> **Texte de la page**:
-.-.-
De l’aristocrate au vétéran de guerre décoré
Ernst Alexander Alfred Hermann von Falkenhausen est né le 29 octobre 1878 à Blumenthal en Silésie. Il est le deuxième enfant d'Alexander Freiherr von Falkenhausen, un grand propriétaire terrien, et de son épouse Elisabeth baronne Schuler von Senden. La famille compte sept enfants. Descendant d'une noble famille prussienne de renom et premier en ligne pour hériter du titre de baron, le jeune von Falkenhausen est destiné à une carrière militaire. Il suit une formation militaire dans les écoles de cadets de Wahlstatt et Berlin-Lichterfelde. En 1897, il rejoint le 91e régiment d'infanterie en tant que lieutenant. Quelques années plus tard, il se porte volontaire pour une expédition punitive en Chine. En tant que jeune officier du 3e régiment d'infanterie d'Extrême-Orient, il participe à la répression de la révolte des Boxers (1900-1901), un soulèvement de nationalistes chinois contre l'ingérence croissante de l'impérialisme occidental en Asie de l'Est. Son séjour en Chine lui laisse une fascination durable pour l'Asie.
-.-.-
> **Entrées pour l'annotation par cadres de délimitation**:

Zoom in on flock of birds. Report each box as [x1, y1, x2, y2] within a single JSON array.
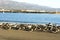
[[0, 23, 60, 33]]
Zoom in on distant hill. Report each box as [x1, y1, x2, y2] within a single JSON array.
[[0, 0, 60, 11]]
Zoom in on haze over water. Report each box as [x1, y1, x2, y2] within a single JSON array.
[[0, 13, 60, 24]]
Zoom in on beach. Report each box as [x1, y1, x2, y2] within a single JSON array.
[[0, 29, 60, 40]]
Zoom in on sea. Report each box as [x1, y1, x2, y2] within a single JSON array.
[[0, 13, 60, 25]]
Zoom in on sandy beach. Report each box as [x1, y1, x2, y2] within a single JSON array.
[[0, 30, 60, 40]]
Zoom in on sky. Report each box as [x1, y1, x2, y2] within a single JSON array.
[[14, 0, 60, 8]]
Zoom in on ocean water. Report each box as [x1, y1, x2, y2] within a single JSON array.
[[0, 13, 60, 24]]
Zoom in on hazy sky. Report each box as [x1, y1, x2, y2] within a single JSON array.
[[14, 0, 60, 8]]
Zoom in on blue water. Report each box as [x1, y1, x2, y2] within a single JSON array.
[[0, 13, 60, 23]]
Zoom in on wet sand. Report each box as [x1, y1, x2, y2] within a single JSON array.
[[0, 30, 60, 40]]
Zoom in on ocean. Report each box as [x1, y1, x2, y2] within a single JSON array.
[[0, 13, 60, 24]]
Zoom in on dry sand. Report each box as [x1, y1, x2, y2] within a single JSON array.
[[0, 30, 60, 40]]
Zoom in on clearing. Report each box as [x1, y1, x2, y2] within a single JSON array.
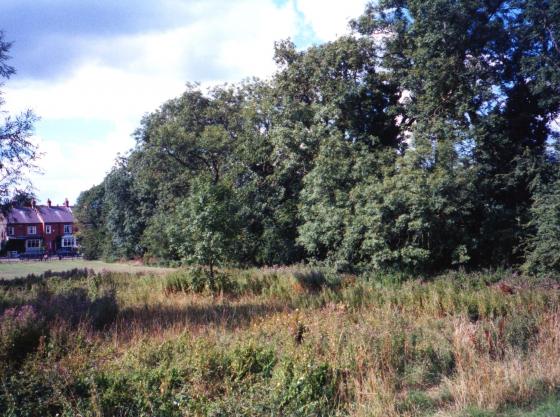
[[0, 259, 172, 279]]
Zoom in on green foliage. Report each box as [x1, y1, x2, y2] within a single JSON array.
[[165, 268, 237, 294], [525, 180, 560, 276], [77, 0, 560, 275], [0, 305, 44, 364], [167, 182, 240, 276]]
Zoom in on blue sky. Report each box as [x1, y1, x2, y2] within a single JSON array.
[[0, 0, 367, 203]]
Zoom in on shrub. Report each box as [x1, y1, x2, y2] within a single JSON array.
[[37, 288, 119, 329], [293, 269, 341, 292], [165, 268, 237, 294], [0, 305, 43, 363], [231, 346, 276, 380], [277, 361, 338, 416]]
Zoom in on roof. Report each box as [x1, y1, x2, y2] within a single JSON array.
[[7, 206, 74, 224], [37, 206, 74, 223], [7, 207, 41, 224]]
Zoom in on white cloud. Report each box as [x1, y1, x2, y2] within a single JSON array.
[[4, 0, 365, 202], [296, 0, 370, 41]]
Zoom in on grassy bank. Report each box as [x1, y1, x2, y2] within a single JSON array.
[[0, 259, 175, 279], [0, 268, 560, 417]]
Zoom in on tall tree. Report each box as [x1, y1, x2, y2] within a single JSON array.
[[0, 31, 40, 198]]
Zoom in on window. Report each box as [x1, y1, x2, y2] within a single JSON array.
[[25, 239, 41, 249], [61, 237, 75, 248]]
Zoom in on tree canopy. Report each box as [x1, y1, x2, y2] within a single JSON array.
[[78, 0, 560, 272], [0, 31, 40, 200]]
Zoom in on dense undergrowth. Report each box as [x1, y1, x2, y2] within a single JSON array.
[[0, 268, 560, 416]]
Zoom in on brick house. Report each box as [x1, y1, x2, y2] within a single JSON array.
[[0, 199, 77, 254]]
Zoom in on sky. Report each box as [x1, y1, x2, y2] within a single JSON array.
[[0, 0, 367, 204]]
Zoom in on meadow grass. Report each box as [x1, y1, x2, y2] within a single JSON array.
[[0, 267, 560, 417], [0, 259, 174, 279]]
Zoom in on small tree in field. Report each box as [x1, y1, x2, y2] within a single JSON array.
[[169, 182, 240, 279]]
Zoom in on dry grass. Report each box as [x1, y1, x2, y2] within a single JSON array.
[[0, 269, 560, 417]]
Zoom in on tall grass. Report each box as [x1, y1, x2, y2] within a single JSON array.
[[0, 267, 560, 416]]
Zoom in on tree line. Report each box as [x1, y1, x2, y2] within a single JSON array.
[[76, 0, 560, 273]]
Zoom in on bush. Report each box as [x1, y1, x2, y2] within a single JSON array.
[[277, 361, 338, 416], [294, 269, 341, 292], [165, 268, 237, 294], [0, 305, 43, 363], [37, 288, 119, 329]]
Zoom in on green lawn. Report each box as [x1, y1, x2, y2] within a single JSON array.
[[0, 259, 171, 279]]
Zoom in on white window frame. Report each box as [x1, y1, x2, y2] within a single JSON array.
[[25, 239, 41, 249], [60, 237, 76, 248]]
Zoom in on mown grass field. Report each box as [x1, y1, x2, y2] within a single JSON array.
[[0, 268, 560, 417], [0, 259, 170, 279]]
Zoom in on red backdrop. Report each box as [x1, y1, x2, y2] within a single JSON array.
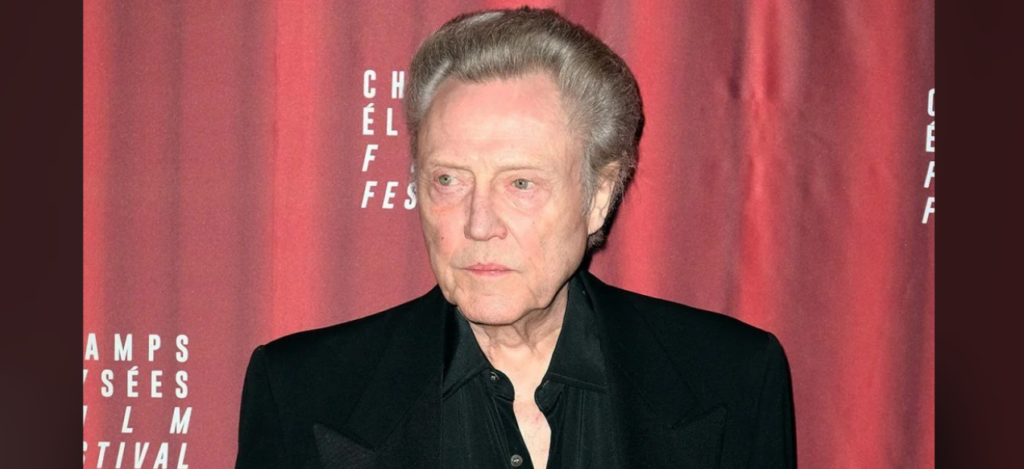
[[83, 0, 935, 468]]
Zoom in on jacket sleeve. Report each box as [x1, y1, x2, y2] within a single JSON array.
[[749, 335, 797, 468], [234, 345, 287, 469]]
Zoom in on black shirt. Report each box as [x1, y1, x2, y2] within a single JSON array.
[[441, 275, 613, 469]]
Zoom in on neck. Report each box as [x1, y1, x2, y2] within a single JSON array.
[[469, 283, 568, 391]]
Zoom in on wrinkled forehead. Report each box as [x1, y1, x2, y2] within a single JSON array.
[[417, 73, 579, 164]]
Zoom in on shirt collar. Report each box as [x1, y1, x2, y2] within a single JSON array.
[[441, 272, 607, 398]]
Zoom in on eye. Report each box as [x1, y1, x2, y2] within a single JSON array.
[[512, 179, 534, 190]]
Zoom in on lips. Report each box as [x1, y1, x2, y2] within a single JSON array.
[[466, 263, 512, 275]]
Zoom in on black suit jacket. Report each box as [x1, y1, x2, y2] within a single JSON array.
[[236, 272, 796, 469]]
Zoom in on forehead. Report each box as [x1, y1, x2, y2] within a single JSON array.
[[419, 73, 578, 168]]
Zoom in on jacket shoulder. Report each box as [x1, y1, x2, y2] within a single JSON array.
[[254, 289, 437, 407], [602, 289, 785, 398]]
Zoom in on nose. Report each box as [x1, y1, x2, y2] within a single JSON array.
[[465, 186, 508, 241]]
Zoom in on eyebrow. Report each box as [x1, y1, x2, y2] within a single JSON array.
[[423, 161, 544, 173]]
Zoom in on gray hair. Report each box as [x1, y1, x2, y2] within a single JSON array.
[[404, 6, 643, 248]]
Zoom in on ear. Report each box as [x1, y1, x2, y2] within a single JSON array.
[[587, 162, 620, 235]]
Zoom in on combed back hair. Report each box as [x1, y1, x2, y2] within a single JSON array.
[[404, 6, 643, 248]]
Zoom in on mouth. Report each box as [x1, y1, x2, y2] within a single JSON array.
[[466, 263, 512, 276]]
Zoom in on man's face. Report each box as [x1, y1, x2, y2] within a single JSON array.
[[417, 73, 610, 326]]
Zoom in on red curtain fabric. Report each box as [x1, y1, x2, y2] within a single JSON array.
[[83, 0, 935, 468]]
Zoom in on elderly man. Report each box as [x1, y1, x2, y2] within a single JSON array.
-.-.-
Retapez en entier le texte sur Ernst von Falkenhausen, sans y changer quoi que ce soit. Ces données n'ont aucun rapport avec le texte sur Ernst von Falkenhausen.

De l’aristocrate au vétéran de guerre décoré
Ernst Alexander Alfred Hermann von Falkenhausen est né le 29 octobre 1878 à Blumenthal en Silésie. Il est le deuxième enfant d'Alexander Freiherr von Falkenhausen, un grand propriétaire terrien, et de son épouse Elisabeth baronne Schuler von Senden. La famille compte sept enfants. Descendant d'une noble famille prussienne de renom et premier en ligne pour hériter du titre de baron, le jeune von Falkenhausen est destiné à une carrière militaire. Il suit une formation militaire dans les écoles de cadets de Wahlstatt et Berlin-Lichterfelde. En 1897, il rejoint le 91e régiment d'infanterie en tant que lieutenant. Quelques années plus tard, il se porte volontaire pour une expédition punitive en Chine. En tant que jeune officier du 3e régiment d'infanterie d'Extrême-Orient, il participe à la répression de la révolte des Boxers (1900-1901), un soulèvement de nationalistes chinois contre l'ingérence croissante de l'impérialisme occidental en Asie de l'Est. Son séjour en Chine lui laisse une fascination durable pour l'Asie.